■ Coordinate annotation records:

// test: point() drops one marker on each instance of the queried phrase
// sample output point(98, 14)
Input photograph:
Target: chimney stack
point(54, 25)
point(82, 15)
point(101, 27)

■ WHAT TO DO: Rewrite the lines above as a Markdown table with two columns, Row and Line, giving each line a row number and omitting any blank lines.

■ EXERCISE OUTPUT:
| Row | Line |
|---|---|
| 1 | // test: point() drops one marker on each instance of the queried phrase |
| 2 | // sample output point(98, 14) |
| 3 | Input photograph: |
| 4 | Target: chimney stack |
| 5 | point(54, 25) |
| 6 | point(82, 15) |
| 7 | point(101, 27) |